→ Instructions for the task: Copy out the entries from the line containing "Can you spot the tree?" to the line containing "x=275, y=333", swapping "instance" for "occurrence" and leaving everything else as it is.

→ Extracted material:

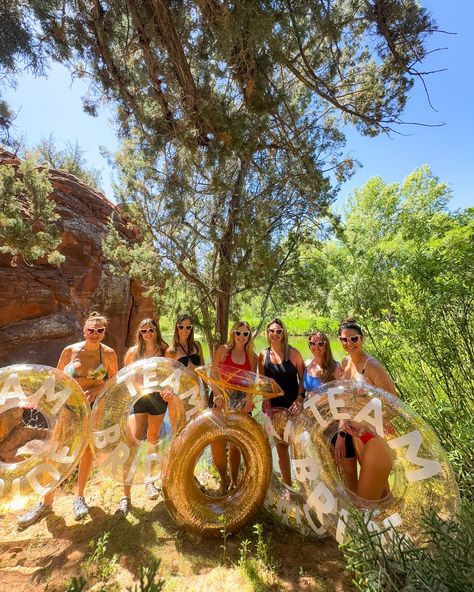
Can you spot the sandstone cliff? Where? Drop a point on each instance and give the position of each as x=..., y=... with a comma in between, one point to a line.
x=42, y=307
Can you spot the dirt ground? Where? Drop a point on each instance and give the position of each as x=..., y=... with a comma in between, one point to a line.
x=46, y=555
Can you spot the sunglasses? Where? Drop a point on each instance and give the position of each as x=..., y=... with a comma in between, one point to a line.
x=354, y=339
x=244, y=333
x=91, y=331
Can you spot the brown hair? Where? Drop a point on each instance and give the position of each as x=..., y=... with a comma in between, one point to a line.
x=249, y=347
x=284, y=337
x=96, y=316
x=350, y=323
x=190, y=341
x=328, y=362
x=158, y=340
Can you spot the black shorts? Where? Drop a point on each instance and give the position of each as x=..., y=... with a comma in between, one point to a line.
x=153, y=404
x=350, y=450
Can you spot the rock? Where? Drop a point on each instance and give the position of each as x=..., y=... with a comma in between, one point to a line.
x=43, y=307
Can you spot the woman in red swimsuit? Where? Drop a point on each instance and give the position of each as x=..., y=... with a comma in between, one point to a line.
x=372, y=452
x=238, y=353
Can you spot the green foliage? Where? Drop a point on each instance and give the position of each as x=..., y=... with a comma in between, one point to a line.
x=405, y=265
x=444, y=563
x=71, y=159
x=149, y=579
x=28, y=214
x=98, y=565
x=257, y=567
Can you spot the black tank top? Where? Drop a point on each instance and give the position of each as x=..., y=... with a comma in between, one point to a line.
x=286, y=376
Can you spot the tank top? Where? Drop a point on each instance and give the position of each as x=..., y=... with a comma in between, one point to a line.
x=311, y=382
x=286, y=376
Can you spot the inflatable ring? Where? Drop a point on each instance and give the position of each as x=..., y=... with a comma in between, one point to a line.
x=117, y=450
x=237, y=385
x=390, y=440
x=191, y=507
x=287, y=504
x=43, y=419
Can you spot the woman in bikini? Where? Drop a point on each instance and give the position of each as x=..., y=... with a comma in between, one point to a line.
x=91, y=364
x=149, y=411
x=373, y=453
x=237, y=353
x=186, y=350
x=285, y=365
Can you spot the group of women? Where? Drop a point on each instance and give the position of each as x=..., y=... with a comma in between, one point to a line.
x=92, y=363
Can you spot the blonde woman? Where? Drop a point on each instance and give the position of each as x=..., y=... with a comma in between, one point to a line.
x=372, y=452
x=91, y=364
x=285, y=365
x=149, y=411
x=237, y=353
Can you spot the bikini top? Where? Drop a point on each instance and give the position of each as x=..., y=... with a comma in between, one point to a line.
x=100, y=373
x=228, y=361
x=195, y=359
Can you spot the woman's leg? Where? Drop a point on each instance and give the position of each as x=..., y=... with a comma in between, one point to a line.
x=234, y=462
x=284, y=462
x=219, y=458
x=376, y=464
x=136, y=425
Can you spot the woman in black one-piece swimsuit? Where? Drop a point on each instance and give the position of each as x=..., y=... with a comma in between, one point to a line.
x=285, y=365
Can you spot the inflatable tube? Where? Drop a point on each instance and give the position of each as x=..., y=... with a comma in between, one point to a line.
x=126, y=458
x=287, y=505
x=187, y=503
x=393, y=438
x=43, y=421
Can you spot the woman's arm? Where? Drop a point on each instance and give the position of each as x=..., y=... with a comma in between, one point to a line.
x=130, y=356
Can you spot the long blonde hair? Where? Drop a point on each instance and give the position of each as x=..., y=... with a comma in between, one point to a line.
x=249, y=346
x=158, y=340
x=328, y=362
x=284, y=338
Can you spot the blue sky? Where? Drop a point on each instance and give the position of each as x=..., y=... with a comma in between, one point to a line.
x=53, y=105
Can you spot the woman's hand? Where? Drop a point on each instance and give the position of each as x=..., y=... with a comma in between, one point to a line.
x=167, y=394
x=295, y=406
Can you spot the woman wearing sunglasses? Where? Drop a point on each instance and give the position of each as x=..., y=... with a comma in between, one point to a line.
x=285, y=365
x=149, y=411
x=237, y=353
x=322, y=367
x=372, y=452
x=91, y=363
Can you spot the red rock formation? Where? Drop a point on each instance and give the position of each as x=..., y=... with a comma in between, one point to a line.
x=43, y=307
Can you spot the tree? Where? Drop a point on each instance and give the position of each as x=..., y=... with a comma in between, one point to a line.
x=230, y=113
x=28, y=214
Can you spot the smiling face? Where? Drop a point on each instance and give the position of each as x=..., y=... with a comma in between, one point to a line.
x=351, y=340
x=242, y=334
x=147, y=333
x=94, y=331
x=275, y=333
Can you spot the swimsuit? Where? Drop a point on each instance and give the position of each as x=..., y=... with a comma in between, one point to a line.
x=311, y=382
x=100, y=373
x=153, y=404
x=350, y=450
x=285, y=375
x=236, y=398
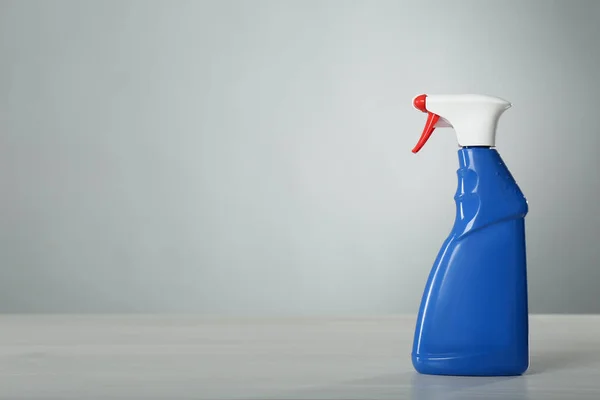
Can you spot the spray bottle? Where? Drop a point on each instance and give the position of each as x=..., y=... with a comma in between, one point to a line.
x=473, y=318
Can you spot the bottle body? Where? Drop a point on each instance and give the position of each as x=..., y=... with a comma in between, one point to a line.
x=473, y=318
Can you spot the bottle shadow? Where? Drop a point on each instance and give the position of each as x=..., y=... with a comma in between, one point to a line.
x=560, y=359
x=429, y=387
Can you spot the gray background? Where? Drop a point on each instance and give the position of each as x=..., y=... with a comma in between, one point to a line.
x=253, y=157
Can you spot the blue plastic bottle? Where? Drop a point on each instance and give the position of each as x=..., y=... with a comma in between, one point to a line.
x=473, y=318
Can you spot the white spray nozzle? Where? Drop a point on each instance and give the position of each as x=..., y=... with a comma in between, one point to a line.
x=474, y=117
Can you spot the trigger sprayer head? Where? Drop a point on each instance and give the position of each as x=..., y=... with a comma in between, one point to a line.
x=473, y=117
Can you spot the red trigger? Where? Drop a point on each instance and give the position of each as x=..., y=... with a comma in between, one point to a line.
x=432, y=119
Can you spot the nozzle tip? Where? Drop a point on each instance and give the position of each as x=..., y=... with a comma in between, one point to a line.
x=419, y=102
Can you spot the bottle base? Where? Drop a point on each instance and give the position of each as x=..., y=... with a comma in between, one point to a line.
x=470, y=365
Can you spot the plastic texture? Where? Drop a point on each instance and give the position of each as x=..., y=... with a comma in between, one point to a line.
x=473, y=318
x=474, y=117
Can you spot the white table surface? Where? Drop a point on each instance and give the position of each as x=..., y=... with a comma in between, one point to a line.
x=171, y=358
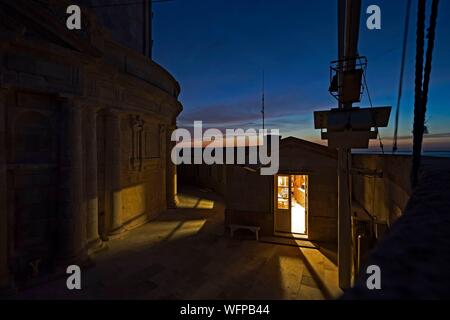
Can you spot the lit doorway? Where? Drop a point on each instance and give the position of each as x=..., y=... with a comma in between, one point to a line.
x=291, y=210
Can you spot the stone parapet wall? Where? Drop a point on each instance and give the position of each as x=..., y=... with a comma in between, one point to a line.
x=414, y=257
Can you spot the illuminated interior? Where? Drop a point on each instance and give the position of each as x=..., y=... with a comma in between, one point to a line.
x=292, y=198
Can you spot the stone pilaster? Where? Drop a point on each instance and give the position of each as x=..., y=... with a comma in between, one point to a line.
x=171, y=175
x=114, y=136
x=91, y=189
x=71, y=218
x=4, y=270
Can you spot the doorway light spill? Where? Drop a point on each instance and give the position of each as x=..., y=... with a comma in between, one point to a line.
x=192, y=202
x=289, y=280
x=298, y=218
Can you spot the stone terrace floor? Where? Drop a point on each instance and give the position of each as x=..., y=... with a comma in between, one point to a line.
x=186, y=254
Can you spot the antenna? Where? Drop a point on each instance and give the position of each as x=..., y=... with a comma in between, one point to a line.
x=262, y=107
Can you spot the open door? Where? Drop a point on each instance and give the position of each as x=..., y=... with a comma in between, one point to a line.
x=291, y=204
x=283, y=205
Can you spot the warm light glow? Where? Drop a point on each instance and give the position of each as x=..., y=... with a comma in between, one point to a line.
x=298, y=218
x=193, y=202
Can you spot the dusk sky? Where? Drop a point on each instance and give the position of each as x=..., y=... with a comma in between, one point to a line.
x=217, y=50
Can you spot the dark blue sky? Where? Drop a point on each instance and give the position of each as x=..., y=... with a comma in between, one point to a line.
x=217, y=50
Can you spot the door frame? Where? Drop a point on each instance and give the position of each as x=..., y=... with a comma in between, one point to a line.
x=275, y=204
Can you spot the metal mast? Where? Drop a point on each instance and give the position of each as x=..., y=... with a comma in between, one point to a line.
x=263, y=98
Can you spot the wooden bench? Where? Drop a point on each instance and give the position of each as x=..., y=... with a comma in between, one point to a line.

→ Exercise answer:
Can you spot the tree? Where? Drop a point on each occurrence and give the position of each as x=..., y=... with a comma in between, one point to a line.
x=230, y=113
x=28, y=214
Can you spot the smiling face? Where? Drop a point on each occurrence and give the position of each as x=..., y=... with a comma in between, one point to a line.
x=351, y=340
x=242, y=334
x=147, y=333
x=94, y=331
x=275, y=333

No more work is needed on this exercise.